Material to process:
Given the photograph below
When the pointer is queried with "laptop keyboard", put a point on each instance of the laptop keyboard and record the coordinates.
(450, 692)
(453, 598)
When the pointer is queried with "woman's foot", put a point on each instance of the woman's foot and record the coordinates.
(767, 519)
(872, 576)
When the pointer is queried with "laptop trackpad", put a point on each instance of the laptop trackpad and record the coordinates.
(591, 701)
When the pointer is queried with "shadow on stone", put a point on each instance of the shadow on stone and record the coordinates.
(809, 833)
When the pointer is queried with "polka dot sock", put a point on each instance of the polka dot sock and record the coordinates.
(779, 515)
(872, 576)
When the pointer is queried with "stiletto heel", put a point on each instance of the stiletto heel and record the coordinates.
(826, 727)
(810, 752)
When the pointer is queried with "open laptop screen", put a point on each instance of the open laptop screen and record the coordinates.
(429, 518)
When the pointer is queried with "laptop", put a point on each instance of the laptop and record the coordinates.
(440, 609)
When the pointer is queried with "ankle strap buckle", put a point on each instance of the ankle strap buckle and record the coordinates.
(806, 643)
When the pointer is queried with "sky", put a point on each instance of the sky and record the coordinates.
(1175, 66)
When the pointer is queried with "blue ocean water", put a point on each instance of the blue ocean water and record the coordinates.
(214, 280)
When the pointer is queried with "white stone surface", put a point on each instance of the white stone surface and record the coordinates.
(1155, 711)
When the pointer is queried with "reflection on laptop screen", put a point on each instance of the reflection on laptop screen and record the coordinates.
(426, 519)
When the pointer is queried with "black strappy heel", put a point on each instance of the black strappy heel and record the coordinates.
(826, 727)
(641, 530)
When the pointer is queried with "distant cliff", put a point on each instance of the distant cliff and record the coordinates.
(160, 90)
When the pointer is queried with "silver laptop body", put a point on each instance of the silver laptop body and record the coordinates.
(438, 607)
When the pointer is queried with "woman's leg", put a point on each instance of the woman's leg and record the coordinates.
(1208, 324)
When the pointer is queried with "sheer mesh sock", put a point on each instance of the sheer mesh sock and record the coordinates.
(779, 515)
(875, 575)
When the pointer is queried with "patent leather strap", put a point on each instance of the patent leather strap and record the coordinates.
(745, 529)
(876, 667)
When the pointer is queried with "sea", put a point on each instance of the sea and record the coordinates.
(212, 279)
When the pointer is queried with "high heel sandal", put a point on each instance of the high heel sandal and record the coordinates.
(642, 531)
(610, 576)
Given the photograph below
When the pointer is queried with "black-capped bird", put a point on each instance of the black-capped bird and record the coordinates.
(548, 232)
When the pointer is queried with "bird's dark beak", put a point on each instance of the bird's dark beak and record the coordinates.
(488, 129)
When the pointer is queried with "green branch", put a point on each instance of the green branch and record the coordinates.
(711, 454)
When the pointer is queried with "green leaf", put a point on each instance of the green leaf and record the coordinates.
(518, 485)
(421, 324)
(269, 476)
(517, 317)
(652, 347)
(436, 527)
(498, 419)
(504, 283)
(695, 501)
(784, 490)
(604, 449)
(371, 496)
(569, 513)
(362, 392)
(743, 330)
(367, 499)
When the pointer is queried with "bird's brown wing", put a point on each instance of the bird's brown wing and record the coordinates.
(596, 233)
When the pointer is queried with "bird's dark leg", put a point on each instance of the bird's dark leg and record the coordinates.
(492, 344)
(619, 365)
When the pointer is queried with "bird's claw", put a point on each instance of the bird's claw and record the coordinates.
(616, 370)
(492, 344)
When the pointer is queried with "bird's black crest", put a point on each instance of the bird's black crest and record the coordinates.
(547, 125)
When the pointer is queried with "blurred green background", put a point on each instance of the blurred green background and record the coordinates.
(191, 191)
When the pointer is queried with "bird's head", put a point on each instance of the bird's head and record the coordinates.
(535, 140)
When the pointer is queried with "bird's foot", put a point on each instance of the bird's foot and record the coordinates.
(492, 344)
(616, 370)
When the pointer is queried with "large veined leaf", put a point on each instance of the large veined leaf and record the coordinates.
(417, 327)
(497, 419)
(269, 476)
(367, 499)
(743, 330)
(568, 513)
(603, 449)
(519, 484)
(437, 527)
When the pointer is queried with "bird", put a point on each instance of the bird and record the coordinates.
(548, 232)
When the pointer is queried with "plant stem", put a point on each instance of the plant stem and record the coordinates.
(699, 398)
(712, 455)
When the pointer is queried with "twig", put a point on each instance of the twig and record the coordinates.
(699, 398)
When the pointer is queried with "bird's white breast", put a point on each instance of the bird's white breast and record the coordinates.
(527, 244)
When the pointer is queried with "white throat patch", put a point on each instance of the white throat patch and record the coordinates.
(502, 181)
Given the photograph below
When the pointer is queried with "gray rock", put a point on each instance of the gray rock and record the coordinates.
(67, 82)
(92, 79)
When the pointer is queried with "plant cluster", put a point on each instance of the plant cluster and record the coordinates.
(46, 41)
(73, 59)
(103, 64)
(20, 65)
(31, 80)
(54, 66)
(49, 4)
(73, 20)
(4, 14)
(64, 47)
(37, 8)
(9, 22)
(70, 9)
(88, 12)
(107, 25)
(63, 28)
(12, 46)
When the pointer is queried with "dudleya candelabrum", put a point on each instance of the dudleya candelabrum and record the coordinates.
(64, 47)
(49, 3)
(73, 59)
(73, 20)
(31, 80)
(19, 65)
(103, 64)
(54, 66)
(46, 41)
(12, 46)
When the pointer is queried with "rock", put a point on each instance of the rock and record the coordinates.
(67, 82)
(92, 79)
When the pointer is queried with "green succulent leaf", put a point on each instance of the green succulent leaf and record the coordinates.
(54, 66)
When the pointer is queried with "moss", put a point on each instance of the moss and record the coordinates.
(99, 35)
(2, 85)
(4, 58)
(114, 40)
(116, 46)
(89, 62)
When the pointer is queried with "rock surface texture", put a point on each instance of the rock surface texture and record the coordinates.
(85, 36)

Written task: Set down, exactly and in full, the lines from the one containing "breast and record the coordinates." through the end of the entries; no other line belongs.

Solution for this problem:
When the pointer is queried with "bird's white breast", put a point on each instance of the bird's white breast and record the coordinates.
(527, 244)
When the pointer is queried with "white throat patch", put a point on each instance of the white throat patch and record the coordinates.
(502, 181)
Given the photograph below
When the pointer is queried with "gray rock", put a point on each instance of the gray rock and record the coordinates.
(67, 82)
(92, 79)
When the pointer is queried with "plant cluster", put a point on each instance of the plant cluster and record the coordinates.
(46, 41)
(73, 59)
(103, 64)
(20, 65)
(31, 80)
(54, 66)
(49, 4)
(73, 20)
(4, 14)
(64, 47)
(37, 8)
(9, 22)
(70, 9)
(88, 12)
(107, 25)
(63, 28)
(12, 46)
When the pointer is queried with "dudleya candelabrum", put a point on each instance of the dudleya candelabrum and record the coordinates.
(64, 47)
(49, 3)
(73, 59)
(73, 20)
(31, 80)
(19, 65)
(103, 64)
(54, 66)
(46, 41)
(12, 46)
When the pointer is queried with "rock", put a point on each instance of the rock and record the coordinates.
(67, 82)
(92, 79)
When the pointer is queried with "green succulent leaf", put a point on each instance of the green succulent leaf and record the coordinates.
(54, 66)
When the pointer is queried with "moss", put a point on each instance of the moss and record the coordinates.
(99, 35)
(2, 85)
(4, 58)
(114, 40)
(116, 46)
(89, 62)
When the pointer is queried with "rock surface texture", put a point on each instance of the rock surface texture and record the coordinates.
(85, 36)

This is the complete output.